# PROBLEM REQUIREMENTS
Write out exactly, please, the lines from the one containing "the pink backpack" to the end of the material.

Stored records:
[Begin]
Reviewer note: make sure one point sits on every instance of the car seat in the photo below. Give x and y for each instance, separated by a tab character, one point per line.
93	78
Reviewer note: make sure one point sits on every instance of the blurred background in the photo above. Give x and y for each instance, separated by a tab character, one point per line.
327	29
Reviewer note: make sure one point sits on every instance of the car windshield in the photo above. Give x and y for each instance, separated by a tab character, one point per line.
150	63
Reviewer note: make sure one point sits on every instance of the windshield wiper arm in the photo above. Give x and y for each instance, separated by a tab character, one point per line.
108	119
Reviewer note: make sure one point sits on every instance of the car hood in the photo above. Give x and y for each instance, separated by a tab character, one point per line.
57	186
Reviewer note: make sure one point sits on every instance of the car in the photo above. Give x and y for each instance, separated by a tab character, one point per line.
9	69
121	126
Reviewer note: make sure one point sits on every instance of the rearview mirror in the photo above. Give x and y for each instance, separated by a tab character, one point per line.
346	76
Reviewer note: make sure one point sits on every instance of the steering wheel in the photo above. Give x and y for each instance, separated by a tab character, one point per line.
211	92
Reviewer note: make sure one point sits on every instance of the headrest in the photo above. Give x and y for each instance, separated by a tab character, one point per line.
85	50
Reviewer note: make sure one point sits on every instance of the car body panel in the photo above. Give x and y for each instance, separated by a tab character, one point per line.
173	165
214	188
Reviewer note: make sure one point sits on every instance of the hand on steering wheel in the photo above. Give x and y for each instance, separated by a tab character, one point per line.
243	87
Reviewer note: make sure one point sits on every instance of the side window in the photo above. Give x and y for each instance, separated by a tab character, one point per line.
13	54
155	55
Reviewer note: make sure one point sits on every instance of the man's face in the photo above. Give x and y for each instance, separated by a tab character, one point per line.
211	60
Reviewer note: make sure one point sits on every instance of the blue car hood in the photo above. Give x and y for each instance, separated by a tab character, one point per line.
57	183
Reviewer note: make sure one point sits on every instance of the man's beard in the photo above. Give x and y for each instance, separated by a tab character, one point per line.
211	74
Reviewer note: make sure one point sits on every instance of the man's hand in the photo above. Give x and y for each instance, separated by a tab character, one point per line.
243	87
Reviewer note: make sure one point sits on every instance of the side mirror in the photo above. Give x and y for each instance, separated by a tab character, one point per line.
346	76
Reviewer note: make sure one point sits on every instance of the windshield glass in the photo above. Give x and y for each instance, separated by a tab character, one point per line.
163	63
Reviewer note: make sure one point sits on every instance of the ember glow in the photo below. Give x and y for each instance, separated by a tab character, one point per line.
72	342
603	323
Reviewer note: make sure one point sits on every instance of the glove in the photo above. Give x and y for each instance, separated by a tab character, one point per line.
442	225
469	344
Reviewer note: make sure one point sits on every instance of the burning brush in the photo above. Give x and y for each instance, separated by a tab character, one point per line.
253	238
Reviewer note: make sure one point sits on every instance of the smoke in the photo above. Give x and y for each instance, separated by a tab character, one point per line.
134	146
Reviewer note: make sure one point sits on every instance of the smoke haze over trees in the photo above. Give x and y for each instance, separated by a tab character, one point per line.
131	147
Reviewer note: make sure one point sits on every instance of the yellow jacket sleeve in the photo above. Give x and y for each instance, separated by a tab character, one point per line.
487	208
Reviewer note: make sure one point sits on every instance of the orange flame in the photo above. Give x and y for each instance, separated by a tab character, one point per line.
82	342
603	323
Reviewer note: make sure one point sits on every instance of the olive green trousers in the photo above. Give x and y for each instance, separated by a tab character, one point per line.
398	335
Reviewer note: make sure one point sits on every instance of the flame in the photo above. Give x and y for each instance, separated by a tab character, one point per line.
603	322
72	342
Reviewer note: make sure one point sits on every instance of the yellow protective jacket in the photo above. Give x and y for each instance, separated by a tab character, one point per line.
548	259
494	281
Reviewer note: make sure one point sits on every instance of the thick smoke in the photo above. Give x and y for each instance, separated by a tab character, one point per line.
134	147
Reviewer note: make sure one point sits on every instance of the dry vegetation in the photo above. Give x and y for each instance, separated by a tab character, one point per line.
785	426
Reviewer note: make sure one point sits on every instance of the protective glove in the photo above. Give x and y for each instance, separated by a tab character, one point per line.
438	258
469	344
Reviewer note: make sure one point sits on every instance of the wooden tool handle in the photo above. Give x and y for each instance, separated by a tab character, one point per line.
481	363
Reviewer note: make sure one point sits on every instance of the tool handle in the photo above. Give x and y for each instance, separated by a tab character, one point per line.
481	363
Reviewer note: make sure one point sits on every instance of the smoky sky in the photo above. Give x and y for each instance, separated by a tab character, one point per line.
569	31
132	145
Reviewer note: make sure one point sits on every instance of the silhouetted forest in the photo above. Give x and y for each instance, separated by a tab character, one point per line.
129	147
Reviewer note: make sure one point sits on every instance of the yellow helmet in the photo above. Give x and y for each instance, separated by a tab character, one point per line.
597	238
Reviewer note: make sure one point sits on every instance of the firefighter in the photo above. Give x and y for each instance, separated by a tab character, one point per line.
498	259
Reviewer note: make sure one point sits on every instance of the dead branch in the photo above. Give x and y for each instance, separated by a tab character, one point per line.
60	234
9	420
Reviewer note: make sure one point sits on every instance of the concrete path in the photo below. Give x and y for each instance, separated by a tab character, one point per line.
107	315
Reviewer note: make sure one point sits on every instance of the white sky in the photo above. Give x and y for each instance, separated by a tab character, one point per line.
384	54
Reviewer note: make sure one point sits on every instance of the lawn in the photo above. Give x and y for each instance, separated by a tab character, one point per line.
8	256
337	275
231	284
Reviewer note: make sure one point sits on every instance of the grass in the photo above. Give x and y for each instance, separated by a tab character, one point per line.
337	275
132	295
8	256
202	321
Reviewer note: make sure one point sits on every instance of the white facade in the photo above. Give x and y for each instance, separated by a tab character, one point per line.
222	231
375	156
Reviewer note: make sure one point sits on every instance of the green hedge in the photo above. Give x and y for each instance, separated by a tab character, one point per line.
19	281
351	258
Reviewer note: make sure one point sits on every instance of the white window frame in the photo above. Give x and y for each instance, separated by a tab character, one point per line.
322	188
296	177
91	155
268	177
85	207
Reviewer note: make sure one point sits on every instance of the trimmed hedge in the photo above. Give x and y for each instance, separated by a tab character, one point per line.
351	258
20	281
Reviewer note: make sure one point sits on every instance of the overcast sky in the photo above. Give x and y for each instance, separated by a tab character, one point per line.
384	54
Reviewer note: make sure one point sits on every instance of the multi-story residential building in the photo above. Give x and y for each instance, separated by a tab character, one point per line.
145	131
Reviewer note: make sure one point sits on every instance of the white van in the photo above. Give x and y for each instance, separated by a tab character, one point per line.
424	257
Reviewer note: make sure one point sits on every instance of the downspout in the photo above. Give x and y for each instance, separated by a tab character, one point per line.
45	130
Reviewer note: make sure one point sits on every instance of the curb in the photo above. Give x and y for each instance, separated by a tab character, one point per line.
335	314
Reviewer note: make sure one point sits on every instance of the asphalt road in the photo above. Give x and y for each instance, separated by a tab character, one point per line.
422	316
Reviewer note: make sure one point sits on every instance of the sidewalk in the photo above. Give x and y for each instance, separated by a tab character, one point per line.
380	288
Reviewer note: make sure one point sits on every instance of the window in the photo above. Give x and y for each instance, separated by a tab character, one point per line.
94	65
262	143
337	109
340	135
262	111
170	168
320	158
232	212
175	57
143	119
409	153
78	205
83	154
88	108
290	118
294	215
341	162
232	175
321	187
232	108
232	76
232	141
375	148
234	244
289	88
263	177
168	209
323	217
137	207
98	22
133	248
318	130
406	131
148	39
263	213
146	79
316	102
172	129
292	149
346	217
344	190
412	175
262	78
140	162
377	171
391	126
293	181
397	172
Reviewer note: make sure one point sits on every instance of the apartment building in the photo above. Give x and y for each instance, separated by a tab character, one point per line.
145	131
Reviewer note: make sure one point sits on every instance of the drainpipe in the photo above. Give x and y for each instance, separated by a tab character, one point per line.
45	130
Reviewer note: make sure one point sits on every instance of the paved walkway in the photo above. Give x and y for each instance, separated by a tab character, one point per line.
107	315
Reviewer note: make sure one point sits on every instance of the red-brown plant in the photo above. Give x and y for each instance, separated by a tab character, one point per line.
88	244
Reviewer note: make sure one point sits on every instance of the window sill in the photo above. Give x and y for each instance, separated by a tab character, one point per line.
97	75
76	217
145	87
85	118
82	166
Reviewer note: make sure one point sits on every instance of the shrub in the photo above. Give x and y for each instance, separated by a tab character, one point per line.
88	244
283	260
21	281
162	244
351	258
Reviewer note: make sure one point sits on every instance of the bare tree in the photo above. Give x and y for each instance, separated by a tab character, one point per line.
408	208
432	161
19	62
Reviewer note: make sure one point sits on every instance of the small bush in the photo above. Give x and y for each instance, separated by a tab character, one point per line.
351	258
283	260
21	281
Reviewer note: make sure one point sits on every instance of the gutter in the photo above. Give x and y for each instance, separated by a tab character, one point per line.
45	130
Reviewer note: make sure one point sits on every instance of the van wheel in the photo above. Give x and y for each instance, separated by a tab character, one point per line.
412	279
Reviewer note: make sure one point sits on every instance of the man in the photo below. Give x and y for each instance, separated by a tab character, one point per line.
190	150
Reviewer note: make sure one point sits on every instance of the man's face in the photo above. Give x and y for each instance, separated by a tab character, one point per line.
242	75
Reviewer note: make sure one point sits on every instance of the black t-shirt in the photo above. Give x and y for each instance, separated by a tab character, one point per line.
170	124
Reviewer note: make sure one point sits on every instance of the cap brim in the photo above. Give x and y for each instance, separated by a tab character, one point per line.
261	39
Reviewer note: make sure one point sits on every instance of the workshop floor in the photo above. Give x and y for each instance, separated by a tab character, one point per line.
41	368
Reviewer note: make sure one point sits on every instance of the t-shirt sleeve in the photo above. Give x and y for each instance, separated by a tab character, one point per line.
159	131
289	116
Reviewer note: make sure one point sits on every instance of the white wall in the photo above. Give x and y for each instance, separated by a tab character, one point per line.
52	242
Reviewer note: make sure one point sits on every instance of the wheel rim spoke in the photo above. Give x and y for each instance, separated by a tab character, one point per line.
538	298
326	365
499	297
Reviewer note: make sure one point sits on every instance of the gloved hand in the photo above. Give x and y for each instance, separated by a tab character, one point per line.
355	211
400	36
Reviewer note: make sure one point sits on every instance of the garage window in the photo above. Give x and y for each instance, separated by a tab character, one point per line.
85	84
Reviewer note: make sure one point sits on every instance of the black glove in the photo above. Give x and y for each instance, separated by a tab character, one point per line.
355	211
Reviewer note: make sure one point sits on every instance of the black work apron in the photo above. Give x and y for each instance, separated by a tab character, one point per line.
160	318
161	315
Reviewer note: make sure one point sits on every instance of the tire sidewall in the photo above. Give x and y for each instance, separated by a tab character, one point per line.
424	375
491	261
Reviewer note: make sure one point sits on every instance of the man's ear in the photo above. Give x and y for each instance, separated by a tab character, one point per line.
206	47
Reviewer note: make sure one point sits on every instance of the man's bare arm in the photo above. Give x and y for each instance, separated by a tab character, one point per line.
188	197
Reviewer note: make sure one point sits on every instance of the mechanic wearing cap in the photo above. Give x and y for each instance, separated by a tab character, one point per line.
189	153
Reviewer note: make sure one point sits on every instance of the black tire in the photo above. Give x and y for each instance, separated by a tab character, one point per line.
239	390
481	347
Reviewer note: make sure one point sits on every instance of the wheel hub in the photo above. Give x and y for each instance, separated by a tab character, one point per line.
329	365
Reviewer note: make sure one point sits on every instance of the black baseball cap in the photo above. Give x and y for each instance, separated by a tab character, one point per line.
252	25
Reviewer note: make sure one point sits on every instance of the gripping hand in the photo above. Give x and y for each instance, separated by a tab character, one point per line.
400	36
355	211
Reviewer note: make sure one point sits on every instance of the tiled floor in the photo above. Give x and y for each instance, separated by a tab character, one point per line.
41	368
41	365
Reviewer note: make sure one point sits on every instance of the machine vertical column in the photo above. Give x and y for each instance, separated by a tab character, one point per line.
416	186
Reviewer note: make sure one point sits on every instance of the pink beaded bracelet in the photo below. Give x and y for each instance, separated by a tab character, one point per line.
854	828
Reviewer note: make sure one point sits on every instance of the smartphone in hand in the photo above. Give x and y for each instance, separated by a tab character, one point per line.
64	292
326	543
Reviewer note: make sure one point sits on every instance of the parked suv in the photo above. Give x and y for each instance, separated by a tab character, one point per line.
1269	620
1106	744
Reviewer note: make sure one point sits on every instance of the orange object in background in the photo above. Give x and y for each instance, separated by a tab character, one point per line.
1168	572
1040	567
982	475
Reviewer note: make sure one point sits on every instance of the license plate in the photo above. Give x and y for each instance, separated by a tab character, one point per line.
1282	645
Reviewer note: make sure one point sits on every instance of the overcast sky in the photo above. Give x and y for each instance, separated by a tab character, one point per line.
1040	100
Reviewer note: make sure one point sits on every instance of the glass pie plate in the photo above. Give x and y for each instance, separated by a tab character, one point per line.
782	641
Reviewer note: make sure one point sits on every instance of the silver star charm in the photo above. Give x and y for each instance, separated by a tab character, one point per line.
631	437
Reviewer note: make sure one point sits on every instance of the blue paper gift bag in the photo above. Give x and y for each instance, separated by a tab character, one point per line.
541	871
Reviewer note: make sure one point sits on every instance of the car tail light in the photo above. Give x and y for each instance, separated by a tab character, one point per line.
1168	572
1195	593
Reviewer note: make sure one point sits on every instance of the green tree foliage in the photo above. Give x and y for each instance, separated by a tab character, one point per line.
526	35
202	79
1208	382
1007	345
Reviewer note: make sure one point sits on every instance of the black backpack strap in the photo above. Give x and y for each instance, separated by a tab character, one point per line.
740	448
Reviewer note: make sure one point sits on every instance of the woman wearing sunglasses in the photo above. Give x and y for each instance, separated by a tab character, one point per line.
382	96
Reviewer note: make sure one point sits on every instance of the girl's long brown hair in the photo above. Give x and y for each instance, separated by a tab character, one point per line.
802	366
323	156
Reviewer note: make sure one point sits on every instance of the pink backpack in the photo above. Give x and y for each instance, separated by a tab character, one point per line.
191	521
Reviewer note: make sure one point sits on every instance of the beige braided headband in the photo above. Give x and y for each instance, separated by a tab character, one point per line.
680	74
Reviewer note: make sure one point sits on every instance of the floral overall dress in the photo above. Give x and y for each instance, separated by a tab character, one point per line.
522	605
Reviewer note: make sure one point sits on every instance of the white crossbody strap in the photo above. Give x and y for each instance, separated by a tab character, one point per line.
[End]
# RESULT
Reviewer note: make sure one point sits on every instance of the pink backpack in the photo above. Give x and y for each instance, separated by a tab character, one point per line.
191	521
Reviewer note: make sure one point sits on every instance of the beige braided headband in the photo above. Give x and y for each instance, separated by a tab character, one point per line.
680	74
Reviewer note: make sure one point sits on every instance of the floral overall dress in the photo above. Give x and y for each instance, separated by a tab character, one point per line.
522	605
Reviewer note: make sure one point sits on every instance of the white crossbody strap in the photo above. Give x and y for each instance, separated by a tab character, one point per line.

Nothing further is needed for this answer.